- [REQUIRED TASK]:
Format the material as a numbered list, starting with the line containing "Does the above image contain any car windshield?" and continuing through the line containing "567;317;591;328", with blank lines omitted.

── ITEMS

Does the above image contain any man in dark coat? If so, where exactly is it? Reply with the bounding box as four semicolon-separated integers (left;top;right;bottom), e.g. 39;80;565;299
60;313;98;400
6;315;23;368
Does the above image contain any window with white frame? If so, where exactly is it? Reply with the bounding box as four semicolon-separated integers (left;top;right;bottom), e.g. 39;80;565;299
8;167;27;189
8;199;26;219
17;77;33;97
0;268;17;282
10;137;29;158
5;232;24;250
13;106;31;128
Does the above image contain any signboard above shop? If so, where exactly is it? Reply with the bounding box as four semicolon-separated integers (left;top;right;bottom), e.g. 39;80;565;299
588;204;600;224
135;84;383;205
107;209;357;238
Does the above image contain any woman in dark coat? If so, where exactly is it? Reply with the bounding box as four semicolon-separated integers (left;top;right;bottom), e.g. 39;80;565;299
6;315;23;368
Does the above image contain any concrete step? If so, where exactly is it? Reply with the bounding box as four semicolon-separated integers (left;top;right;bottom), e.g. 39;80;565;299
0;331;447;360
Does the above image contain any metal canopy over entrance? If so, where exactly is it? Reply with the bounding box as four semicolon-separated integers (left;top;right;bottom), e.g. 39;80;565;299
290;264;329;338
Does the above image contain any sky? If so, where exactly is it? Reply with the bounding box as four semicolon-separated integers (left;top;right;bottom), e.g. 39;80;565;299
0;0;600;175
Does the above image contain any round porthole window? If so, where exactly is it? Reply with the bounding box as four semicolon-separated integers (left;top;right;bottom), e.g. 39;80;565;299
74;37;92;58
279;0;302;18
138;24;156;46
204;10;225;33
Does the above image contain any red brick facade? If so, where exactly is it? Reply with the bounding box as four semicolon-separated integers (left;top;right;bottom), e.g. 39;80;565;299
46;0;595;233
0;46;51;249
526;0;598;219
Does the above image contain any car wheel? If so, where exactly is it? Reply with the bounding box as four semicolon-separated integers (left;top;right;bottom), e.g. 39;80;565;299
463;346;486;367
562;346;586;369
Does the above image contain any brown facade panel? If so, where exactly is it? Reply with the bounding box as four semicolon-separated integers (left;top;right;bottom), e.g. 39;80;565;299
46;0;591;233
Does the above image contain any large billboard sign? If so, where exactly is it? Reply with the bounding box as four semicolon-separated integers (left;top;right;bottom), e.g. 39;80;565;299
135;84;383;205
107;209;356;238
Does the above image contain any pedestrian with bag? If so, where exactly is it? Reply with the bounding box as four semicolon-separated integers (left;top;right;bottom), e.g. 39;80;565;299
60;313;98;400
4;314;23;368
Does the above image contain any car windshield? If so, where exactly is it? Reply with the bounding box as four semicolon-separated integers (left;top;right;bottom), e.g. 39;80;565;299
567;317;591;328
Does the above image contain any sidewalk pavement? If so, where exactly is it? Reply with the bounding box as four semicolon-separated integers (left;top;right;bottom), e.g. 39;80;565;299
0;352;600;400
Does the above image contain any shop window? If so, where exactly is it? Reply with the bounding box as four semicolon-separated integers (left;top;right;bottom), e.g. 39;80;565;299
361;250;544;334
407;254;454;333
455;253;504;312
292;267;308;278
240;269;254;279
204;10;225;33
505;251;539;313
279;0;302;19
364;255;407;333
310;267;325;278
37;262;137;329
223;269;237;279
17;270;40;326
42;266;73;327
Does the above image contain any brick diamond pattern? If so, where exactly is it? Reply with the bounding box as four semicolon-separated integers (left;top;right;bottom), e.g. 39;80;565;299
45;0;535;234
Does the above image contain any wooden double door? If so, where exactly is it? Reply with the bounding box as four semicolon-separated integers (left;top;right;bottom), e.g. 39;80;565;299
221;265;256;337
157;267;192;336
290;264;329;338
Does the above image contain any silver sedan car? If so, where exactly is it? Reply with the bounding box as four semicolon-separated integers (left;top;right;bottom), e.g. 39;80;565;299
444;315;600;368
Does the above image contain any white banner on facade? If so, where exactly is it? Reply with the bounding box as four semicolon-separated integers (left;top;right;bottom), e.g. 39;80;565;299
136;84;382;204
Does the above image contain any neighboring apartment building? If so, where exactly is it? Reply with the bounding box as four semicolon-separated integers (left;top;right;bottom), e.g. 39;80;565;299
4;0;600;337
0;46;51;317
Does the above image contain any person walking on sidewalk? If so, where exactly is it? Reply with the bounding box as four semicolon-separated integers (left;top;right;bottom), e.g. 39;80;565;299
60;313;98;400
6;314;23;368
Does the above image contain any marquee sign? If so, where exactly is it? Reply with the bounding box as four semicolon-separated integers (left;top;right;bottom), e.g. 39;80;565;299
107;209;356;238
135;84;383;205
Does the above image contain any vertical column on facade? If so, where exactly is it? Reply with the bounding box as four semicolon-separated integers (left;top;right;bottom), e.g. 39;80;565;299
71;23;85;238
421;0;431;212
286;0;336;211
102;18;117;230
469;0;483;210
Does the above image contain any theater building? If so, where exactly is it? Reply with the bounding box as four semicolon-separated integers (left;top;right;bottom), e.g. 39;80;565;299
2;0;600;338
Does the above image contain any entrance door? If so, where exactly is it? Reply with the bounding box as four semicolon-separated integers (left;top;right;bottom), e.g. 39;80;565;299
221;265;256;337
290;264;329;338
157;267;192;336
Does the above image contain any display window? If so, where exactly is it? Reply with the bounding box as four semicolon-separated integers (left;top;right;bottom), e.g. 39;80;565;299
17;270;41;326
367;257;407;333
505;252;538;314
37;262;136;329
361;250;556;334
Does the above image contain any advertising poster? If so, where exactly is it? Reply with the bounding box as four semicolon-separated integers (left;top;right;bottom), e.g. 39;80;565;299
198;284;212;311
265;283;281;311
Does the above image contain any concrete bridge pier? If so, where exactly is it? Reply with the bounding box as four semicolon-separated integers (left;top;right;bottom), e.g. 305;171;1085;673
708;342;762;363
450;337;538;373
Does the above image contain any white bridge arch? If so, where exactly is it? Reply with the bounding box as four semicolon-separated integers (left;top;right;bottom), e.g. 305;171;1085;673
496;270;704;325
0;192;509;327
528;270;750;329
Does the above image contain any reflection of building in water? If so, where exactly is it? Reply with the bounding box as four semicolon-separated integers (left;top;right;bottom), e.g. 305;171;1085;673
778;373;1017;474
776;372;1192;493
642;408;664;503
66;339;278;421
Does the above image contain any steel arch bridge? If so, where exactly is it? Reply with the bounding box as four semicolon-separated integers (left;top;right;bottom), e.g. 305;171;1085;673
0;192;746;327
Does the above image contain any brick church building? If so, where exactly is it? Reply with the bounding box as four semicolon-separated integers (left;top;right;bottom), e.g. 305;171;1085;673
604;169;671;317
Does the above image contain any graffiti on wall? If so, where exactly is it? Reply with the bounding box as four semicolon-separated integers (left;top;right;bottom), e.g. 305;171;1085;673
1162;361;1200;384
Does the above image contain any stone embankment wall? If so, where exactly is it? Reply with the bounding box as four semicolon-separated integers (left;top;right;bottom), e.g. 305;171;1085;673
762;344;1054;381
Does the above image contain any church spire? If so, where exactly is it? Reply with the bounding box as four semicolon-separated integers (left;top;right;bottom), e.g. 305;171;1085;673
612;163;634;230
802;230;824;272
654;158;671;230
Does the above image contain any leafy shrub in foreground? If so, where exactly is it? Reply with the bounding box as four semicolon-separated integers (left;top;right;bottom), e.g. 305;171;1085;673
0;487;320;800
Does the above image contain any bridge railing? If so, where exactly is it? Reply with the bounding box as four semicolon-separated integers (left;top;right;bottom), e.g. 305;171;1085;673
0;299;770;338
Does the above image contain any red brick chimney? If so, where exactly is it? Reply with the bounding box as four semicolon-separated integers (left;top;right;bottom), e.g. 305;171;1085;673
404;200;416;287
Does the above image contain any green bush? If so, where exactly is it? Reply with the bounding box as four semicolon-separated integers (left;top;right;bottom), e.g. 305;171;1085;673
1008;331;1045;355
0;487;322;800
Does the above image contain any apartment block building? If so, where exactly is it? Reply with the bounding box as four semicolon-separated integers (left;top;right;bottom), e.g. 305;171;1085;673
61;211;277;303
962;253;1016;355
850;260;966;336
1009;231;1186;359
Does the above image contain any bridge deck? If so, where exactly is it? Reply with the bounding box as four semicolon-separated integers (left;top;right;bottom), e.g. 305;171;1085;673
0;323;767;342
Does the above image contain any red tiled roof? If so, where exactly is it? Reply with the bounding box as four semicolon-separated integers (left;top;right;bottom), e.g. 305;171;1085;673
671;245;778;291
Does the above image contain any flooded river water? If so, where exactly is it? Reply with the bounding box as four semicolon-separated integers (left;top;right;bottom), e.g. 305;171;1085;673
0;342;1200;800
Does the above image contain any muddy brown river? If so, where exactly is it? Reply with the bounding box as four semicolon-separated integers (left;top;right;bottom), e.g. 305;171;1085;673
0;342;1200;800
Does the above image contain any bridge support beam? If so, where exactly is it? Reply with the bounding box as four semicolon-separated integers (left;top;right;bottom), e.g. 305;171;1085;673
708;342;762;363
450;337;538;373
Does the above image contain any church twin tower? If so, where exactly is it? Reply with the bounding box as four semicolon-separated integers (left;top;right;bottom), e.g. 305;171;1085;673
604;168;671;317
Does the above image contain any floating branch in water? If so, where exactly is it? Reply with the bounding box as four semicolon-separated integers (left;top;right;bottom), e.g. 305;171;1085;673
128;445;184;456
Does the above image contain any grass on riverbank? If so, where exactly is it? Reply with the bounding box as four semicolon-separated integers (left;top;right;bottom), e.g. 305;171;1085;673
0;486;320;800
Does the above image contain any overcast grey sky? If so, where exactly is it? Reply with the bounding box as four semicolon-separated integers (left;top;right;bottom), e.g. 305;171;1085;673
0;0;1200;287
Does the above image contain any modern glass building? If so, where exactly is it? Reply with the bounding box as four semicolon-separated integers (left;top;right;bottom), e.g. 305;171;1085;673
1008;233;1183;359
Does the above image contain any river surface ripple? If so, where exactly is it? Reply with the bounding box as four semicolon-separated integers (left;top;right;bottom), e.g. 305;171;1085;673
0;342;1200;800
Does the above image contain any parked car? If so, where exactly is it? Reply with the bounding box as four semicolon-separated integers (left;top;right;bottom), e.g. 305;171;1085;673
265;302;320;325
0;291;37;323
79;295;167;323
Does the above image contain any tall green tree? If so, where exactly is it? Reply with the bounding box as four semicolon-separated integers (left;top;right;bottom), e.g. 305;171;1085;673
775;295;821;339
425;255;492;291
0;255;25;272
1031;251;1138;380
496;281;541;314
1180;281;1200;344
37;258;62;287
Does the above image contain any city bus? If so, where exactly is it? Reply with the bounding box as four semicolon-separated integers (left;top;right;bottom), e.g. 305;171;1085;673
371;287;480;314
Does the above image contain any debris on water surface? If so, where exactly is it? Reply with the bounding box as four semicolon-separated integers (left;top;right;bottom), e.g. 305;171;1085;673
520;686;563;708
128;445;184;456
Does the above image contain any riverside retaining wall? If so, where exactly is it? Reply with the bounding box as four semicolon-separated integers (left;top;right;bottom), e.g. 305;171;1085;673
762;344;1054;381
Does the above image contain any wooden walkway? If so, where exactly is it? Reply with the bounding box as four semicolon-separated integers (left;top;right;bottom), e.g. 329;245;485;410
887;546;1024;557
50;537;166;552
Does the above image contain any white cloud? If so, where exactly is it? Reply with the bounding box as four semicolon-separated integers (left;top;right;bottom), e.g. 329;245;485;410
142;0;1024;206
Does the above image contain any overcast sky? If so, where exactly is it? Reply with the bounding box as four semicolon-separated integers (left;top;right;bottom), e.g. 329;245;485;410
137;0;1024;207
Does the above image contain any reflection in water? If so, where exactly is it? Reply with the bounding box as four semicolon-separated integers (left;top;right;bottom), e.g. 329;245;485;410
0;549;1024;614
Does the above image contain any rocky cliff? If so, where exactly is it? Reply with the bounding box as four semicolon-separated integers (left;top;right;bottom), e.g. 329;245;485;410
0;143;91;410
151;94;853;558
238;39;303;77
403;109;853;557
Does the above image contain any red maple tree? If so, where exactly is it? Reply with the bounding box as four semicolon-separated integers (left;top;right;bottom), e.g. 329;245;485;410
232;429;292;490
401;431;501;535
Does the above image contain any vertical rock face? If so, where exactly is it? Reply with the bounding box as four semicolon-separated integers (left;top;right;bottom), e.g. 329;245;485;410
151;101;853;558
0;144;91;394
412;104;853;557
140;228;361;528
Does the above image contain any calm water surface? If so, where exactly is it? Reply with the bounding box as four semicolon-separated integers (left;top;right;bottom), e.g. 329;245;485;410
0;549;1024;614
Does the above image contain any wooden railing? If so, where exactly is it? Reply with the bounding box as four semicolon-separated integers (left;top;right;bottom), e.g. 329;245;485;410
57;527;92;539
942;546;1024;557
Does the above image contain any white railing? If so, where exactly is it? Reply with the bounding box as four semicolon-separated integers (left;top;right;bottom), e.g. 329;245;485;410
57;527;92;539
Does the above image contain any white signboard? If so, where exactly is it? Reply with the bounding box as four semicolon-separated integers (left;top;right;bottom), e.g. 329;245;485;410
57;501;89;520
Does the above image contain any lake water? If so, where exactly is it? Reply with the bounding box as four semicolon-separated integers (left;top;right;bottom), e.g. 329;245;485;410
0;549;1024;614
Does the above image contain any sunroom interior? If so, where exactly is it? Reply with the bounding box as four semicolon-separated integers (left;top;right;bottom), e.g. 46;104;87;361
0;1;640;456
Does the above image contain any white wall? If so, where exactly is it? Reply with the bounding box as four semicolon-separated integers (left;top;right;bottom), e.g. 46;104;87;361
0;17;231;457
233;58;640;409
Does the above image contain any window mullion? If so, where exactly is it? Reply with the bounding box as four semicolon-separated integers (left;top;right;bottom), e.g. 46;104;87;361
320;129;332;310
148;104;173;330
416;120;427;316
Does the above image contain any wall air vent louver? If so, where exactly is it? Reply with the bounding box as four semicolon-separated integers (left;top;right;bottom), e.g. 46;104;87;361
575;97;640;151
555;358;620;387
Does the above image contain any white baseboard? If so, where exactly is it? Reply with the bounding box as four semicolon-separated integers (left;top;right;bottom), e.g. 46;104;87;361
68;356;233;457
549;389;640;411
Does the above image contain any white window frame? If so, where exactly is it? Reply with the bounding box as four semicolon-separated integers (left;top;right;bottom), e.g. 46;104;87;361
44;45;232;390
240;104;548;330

────

- [ANSWER TO THE PROBLEM]:
1. Does the above image contain any car windshield? If so, where exactly is it? Reply with the bounding box as four semicolon-separated integers (left;top;right;bottom), e.g. 39;80;565;299
2. 567;317;591;328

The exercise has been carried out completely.